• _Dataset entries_

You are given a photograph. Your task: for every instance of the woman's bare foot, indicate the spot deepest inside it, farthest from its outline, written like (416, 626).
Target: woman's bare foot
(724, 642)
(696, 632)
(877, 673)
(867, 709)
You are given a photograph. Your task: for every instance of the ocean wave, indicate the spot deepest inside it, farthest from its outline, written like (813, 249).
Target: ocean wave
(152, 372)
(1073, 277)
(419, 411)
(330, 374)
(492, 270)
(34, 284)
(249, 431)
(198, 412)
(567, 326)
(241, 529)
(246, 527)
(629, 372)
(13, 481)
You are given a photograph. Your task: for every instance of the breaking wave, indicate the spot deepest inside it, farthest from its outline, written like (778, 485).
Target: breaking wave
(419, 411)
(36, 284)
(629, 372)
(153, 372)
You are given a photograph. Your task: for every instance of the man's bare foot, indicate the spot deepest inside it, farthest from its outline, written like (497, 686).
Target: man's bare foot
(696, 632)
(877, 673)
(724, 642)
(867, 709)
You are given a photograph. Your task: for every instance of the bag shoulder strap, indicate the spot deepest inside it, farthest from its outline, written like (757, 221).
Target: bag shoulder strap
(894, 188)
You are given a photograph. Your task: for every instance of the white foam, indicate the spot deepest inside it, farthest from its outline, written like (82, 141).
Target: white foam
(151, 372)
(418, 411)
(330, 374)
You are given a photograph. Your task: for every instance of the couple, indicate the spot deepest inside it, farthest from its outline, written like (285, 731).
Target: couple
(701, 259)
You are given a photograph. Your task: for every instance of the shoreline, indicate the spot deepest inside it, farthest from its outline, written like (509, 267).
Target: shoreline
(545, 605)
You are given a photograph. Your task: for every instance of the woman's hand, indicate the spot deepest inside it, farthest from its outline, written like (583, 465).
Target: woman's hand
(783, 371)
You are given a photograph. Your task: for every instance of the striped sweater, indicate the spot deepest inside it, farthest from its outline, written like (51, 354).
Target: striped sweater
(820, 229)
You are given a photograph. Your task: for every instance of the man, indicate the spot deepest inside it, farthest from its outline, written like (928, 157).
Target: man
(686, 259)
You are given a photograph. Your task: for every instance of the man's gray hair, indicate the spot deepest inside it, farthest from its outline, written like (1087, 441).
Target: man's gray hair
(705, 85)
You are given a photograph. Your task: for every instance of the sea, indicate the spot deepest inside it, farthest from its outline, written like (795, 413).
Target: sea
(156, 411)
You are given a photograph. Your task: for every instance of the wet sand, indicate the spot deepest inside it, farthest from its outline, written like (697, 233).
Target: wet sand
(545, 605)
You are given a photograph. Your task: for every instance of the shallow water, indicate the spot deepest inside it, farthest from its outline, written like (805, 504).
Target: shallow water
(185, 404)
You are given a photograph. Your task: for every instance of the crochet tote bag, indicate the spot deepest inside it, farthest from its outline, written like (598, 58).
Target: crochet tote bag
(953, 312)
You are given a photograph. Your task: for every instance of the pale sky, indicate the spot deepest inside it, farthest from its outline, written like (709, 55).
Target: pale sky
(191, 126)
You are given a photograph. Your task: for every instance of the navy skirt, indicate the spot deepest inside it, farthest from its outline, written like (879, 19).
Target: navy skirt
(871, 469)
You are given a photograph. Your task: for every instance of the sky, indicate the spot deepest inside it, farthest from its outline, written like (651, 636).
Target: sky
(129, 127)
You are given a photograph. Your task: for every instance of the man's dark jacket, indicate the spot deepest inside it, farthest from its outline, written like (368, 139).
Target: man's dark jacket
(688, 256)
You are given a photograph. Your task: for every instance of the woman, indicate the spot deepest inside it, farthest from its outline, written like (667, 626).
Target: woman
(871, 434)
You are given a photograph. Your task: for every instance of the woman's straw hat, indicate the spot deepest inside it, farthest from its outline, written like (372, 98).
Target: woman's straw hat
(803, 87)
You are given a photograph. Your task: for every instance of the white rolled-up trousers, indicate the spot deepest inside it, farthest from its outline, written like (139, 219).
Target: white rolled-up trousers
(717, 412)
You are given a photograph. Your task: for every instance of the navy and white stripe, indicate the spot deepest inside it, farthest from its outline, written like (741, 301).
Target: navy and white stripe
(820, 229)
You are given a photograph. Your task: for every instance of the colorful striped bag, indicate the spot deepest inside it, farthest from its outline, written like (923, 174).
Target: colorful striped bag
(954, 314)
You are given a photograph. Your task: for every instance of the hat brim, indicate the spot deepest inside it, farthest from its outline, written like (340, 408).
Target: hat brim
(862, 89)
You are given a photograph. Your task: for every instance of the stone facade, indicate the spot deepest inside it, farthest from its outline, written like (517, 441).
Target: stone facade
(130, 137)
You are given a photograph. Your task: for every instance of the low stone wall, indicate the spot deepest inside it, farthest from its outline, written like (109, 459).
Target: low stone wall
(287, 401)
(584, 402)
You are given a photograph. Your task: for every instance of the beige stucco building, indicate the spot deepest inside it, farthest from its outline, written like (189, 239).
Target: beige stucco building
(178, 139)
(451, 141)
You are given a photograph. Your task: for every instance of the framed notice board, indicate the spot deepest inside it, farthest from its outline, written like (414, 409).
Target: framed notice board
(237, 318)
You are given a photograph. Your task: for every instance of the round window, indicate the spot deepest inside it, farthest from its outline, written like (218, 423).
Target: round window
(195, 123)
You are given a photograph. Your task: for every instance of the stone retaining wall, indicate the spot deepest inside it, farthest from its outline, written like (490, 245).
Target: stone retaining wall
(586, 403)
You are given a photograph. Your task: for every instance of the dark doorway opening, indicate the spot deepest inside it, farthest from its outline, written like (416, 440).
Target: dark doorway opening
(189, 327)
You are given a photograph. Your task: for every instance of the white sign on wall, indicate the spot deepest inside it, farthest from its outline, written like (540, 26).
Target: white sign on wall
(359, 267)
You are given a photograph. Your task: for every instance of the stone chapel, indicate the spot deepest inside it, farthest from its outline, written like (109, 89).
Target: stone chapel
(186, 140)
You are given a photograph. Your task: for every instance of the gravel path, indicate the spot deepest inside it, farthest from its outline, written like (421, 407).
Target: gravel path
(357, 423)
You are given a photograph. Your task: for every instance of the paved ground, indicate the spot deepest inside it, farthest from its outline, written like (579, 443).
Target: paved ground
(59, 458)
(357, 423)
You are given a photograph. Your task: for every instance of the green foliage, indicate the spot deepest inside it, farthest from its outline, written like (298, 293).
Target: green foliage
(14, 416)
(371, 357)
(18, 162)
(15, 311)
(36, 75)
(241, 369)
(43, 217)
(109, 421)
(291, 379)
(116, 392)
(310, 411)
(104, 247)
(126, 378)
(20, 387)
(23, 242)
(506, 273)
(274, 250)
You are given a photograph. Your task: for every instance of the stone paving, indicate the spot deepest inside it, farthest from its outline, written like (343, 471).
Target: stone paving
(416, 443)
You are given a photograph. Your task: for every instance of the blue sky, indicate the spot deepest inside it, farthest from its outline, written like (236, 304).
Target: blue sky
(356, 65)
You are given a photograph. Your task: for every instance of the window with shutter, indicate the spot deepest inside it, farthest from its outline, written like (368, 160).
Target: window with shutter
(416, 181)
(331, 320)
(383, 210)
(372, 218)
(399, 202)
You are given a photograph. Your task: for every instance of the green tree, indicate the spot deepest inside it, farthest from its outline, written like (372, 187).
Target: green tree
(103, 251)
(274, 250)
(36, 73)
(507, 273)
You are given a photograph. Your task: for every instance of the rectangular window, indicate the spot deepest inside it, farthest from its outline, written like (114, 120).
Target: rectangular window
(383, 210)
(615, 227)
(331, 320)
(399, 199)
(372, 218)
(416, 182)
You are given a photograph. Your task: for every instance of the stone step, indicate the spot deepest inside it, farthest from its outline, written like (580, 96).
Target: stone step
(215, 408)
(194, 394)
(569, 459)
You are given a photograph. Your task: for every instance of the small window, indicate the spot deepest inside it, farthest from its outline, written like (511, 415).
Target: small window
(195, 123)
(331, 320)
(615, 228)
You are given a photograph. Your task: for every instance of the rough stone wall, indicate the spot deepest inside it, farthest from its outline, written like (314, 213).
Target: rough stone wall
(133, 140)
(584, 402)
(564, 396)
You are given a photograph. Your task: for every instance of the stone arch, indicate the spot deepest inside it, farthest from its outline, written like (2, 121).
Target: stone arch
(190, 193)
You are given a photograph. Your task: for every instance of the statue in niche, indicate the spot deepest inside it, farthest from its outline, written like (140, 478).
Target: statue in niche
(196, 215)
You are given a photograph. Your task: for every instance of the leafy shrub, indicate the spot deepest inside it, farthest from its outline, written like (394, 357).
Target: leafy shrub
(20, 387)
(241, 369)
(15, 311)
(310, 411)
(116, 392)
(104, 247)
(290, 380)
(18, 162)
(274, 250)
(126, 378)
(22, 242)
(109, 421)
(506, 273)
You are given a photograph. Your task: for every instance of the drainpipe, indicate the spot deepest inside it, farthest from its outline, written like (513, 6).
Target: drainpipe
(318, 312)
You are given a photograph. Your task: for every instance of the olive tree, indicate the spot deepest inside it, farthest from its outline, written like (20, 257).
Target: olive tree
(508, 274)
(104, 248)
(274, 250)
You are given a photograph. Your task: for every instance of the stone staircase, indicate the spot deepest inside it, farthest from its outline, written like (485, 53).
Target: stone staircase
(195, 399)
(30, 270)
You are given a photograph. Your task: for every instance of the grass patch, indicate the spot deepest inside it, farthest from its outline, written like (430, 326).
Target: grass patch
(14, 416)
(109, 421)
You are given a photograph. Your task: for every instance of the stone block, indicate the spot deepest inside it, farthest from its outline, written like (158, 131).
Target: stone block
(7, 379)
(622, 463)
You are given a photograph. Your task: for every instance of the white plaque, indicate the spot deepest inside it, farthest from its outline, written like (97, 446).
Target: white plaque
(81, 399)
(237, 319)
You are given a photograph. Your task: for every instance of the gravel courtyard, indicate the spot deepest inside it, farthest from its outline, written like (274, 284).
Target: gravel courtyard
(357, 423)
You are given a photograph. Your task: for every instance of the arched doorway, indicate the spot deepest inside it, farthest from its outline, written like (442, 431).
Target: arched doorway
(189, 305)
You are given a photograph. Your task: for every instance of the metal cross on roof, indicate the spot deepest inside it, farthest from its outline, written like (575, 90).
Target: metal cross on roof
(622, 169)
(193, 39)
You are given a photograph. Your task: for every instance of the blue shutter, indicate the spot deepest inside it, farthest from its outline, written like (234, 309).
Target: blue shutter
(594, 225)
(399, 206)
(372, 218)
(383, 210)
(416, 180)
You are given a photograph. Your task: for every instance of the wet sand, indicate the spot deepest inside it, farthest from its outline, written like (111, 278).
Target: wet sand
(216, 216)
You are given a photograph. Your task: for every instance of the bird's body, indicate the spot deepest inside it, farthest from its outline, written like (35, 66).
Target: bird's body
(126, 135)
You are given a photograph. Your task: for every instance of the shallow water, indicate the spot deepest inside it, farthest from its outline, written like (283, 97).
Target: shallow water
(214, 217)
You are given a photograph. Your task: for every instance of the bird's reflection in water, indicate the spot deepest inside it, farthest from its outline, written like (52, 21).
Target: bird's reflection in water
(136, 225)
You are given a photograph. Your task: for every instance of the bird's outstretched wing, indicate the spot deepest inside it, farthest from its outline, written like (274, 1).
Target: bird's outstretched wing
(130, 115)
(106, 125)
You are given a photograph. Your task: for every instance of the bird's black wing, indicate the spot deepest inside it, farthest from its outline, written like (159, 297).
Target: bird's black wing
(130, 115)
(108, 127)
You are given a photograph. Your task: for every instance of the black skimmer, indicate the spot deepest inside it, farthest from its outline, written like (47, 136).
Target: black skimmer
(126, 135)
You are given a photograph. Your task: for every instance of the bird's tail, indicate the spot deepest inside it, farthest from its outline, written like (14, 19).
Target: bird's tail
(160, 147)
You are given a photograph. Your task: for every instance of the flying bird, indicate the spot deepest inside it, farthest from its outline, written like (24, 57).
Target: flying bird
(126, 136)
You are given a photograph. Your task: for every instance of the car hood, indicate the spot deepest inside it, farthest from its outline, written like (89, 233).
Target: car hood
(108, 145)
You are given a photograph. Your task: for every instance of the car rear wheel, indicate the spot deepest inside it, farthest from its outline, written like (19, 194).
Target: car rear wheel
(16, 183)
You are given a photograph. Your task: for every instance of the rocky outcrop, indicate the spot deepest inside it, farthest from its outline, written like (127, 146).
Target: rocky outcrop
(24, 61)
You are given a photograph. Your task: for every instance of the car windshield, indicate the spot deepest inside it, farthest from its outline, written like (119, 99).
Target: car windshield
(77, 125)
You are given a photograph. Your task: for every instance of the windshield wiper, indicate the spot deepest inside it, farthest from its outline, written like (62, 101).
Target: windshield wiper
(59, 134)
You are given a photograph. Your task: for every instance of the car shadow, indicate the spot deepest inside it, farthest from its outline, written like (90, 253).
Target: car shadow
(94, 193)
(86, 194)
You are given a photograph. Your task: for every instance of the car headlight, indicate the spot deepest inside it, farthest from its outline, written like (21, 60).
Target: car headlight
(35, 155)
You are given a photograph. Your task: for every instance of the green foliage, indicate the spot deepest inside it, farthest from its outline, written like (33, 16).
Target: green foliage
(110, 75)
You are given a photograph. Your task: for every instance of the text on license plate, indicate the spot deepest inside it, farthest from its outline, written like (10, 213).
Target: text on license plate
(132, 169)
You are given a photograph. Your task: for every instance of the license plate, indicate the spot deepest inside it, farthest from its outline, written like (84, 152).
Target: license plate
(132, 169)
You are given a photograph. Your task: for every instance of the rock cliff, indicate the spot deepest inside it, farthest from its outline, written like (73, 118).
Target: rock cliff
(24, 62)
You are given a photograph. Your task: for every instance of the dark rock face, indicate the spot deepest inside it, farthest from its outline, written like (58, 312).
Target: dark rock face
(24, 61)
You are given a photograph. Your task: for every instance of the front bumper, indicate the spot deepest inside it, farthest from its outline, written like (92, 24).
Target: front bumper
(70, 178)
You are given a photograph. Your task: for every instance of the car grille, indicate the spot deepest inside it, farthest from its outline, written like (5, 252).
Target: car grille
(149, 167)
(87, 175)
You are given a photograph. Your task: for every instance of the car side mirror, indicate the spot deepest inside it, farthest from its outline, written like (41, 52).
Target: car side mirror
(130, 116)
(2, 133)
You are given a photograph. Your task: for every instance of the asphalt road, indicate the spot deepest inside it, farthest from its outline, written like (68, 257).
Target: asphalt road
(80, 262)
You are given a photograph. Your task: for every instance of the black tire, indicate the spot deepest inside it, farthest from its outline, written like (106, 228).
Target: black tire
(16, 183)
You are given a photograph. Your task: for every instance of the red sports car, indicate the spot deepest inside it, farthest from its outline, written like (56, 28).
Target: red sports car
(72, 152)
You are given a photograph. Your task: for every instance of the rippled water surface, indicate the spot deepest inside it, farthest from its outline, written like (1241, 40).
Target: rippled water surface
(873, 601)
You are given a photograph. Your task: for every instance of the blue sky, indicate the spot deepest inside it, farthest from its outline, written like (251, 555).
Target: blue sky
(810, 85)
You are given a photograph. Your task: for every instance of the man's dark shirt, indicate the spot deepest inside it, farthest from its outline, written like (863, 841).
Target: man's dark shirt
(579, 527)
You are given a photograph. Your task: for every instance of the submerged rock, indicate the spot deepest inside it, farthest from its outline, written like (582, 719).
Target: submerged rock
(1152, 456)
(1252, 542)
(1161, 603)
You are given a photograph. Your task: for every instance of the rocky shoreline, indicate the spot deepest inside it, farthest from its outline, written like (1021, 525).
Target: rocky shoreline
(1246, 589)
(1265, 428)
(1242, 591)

• _Work request_
The lines running from the start of the data through the one that contains "like (813, 249)." should be reproduced exactly, and only those.

• _Written solution_
You are given a photograph. Your task: for every instance of the woman's bare foot, indicate the spot deepest inside it, farthest from its outline, written like (416, 626).
Target: woman's bare foot
(724, 642)
(696, 632)
(877, 673)
(867, 709)
You are given a photograph. Your task: for every instance of the ocean wave, indicate the spot deepest inside it, farthest from its outline, written like (813, 249).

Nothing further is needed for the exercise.